■ **Problem requirements**: According to the Hedera article, how long does it take for transactions to finalize?

■ **Given text**:
Hedera powers more than 10,000 transactions per second (TPS), showing it can handle heavy demand. It is more than a speed record.

This milestone is huge not only for speed but also for what builders can now create using Hedera for tokenization.

CCN spoke with Ben Sheppard, an expert in AI and Web3 startups. He explained the value of this and how other factors, such as governance, auditability, and ensuring the network can integrate with institutional processes, are key in this process.

This article explains why both speed and trust matter for the future of tokenization.

What is Hedera Token Service (HTS)?

Hedera Token Service (HTS) allows users to create, mint, and transfer tokens directly on the Hedera network without needing custom smart contracts. This native tokenization model simplifies development and cuts cost overheads.

HTS runs on Hedera’s low-cost, high-speed network and is designed for enterprise use, offering the following:

* Native tokenization: Support for both fungible and non-fungible tokens (NFTs) without Solidity or external smart contracts.

* Low, predictable fees: Transfers cost less than 1¢ USD, with many transactions priced around $0.001 USD.

* Fast settlement: Transactions finalize in 3-5 seconds with low latency, enabling high-frequency enterprise applications.

* Scalability: Efficiently handles large transaction volumes (over 10,000 TPS on mainnet, without congestion-based pricing).

* Compliance-ready controls: Built-in know-your-customer (KYC)/account verification, freeze and pause features, custom fees, and supply management tools.

* Reduced complexity: No need to deploy or audit smart contracts, lowering security risks and operational costs.

The diagram above visually reinforces these benefits, highlighting HTS’s speed, predictable pricing, scalability, compliance features, and independence from smart contracts, making it clear why it fits enterprise tokenization needs.

This strong technical foundation sets up the next question: what does high throughput mean for the economics of tokenization?

How Hedera’s High Throughput Boosts Tokenization Economics

Hedera’s throughput achievement is not only a technical milestone; it also changes what is economically feasible for tokenization. Networks that can process thousands of transactions per second enable previously impossible projects due to cost or latency limits.

Ben Sheppard told CCN that “high-throughput networks like Hedera have the potential to change the economics of tokenization by reducing technical bottlenecks.”

He explained that Ethereum has historically struggled with throughput and costs, while private chains often bring heavy setup and operating expenses.

According to Sheppard, Hedera’s architecture allows for faster and cheaper settlement, which could make tokenizing entire portfolios of assets technically feasible.

This focus on throughput naturally leads to the question of trust: governance and compliance become just as critical.

■ **Items**:
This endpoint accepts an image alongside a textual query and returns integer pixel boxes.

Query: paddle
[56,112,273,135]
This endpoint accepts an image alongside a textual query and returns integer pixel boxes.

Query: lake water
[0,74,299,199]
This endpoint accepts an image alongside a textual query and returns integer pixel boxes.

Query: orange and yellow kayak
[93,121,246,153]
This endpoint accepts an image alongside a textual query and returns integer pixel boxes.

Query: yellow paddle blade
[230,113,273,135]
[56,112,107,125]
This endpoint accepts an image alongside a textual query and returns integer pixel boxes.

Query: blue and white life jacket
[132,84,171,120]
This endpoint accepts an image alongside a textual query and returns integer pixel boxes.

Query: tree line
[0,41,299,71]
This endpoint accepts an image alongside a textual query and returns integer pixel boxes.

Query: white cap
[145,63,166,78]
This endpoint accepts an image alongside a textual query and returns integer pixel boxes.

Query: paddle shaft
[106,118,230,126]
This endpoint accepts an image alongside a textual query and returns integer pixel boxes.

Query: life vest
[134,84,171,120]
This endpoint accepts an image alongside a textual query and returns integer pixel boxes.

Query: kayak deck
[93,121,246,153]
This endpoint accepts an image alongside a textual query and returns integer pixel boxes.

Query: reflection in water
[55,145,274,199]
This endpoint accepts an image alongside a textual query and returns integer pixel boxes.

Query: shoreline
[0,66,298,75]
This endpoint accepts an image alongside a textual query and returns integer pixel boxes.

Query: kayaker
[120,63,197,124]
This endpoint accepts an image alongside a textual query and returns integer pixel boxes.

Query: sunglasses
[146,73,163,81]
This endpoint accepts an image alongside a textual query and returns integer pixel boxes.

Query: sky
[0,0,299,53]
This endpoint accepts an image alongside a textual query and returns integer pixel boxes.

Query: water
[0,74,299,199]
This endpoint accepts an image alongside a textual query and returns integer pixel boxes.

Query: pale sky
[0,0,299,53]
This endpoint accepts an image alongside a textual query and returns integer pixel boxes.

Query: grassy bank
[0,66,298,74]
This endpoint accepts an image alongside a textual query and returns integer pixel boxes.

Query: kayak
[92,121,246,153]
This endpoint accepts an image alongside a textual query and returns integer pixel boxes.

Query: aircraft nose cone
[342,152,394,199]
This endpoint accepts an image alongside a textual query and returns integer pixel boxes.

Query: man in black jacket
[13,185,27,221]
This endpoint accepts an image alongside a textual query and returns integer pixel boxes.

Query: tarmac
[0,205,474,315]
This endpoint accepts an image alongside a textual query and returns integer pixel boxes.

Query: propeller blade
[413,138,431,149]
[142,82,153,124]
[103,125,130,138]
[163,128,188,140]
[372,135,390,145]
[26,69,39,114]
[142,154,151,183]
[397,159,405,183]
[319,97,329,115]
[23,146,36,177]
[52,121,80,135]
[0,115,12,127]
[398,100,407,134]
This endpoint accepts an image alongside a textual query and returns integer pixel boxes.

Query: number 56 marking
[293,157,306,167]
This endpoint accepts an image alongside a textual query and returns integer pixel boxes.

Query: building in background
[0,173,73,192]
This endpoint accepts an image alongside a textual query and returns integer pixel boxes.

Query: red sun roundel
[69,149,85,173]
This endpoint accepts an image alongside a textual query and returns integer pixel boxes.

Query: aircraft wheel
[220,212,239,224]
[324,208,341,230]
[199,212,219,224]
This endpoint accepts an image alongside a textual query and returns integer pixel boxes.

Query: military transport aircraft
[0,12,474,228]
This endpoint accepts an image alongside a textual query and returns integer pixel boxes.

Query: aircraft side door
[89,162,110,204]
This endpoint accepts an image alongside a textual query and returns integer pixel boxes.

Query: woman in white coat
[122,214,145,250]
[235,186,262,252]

■ **Task answer**: 3-5 seconds